• **EXCERPT PROVIDED**
........

# SuperHeterodyne Receiver - rotary switch??



## Kelmark1 (Mar 22, 2019)

Does anybody know e where this mini-switch is available? its on wishlist here at PedalPCB 









						Mini Rotary Switch (1P8T) - PedalPCB.com
					

Rotary Switch




					www.pedalpcb.com
				




I picked up a couple off ebay (I think but not sure)  and while usable,  its too big to attach directly to the PCB and I'd rather use the mini switch. if anyone knows of of a source for them, I like to know. Thanks


----------



## Robert (Mar 22, 2019)

Hopefully they should be in stock sometime in the next week... In the meantime you can get them from Adafruit.








						Mini 8-Way Rotary Selector Switch - SP8T
					

When you need a lot of options, you need a Mini 8-Way Rotary Selector Switch. This is basically a single-pole to 8-throw switch. As you rotate the knob around, the middle pin will make  ...




					www.adafruit.com


----------



## Kelmark1 (Mar 23, 2019)

thanks, if your pretty sure you'll have them soon, I'll wait til you get them


----------



## Robert (Mar 23, 2019)

They cleared customs today so hopefully by the end of the week.

........

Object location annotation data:
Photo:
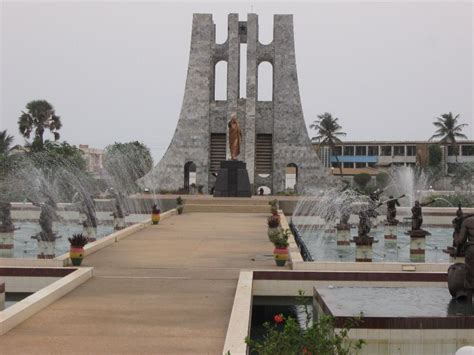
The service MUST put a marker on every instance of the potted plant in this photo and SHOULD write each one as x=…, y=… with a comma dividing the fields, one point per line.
x=179, y=205
x=274, y=227
x=76, y=253
x=280, y=241
x=155, y=214
x=273, y=206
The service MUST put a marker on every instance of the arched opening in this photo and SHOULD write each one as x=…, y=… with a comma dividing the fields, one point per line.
x=263, y=190
x=189, y=176
x=265, y=82
x=220, y=80
x=291, y=176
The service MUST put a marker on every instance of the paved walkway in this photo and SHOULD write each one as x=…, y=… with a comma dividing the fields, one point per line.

........

• **TASK**
Pick up the forum thread about finding a mini rotary switch and keep it going after its last post.

• **THE RESULT**
----------



## tdukes (Mar 25, 2019)

Have anyone ordered from adafruit? I was thinking about getting a couple of the TSSOP-28 breakout boards from them to bread board a MAX9722 headphone circuit. I don't suppose the TTSOP-16 would fit the FV-1 breakout sold here?


----------



## Robert (Mar 25, 2019)

TSSOP-16 is a finer pitch than SOIC-28 of the FV-1.  

I could have some made up but it would take a couple weeks to get them so you might be better off going through adafruit if you're in any sort of hurry at all.


----------



## tdukes (Mar 25, 2019)

I went ahead and ordered a few from adafruit. I am waiting on woodpecker and the 1p8t switch to place my next order. I put the 1p8t in the order from adafruit and came back here to order module-8, dmd-2 and duo-phase without the woodpecker, but I see FV-1 is now of stock. I guess I am still waiting. (I've only built 1 of the last 9 I ordered so I'm good. I do have 10 enclosures on the way from tayda.)


----------



## Robert (Mar 25, 2019)

FV-1's were ordered this morning so should be here by the end of the week.

The new Woodpeckers are here, just waiting on an order from Mouser so I can verify them.

1P8T's _should _be here in the next couple days, I need them as well so I can verify the Mini Heterodyne.


----------



## tdukes (Apr 1, 2019)

Robert said:


> TSSOP-16 is a finer pitch than SOIC-28 of the FV-1.
> 
> I could have some made up but it would take a couple weeks to get them so you might be better off going through adafruit if you're in any sort of hurry at all.



I got these in from adafruit. I hope I am able to solder these. This is for a headphone amp. Here is a comparison of the TSSOP to the SOIC.


----------



## Robert (Apr 1, 2019)

Liquid flux, drag soldering, and some desoldering wick just in case...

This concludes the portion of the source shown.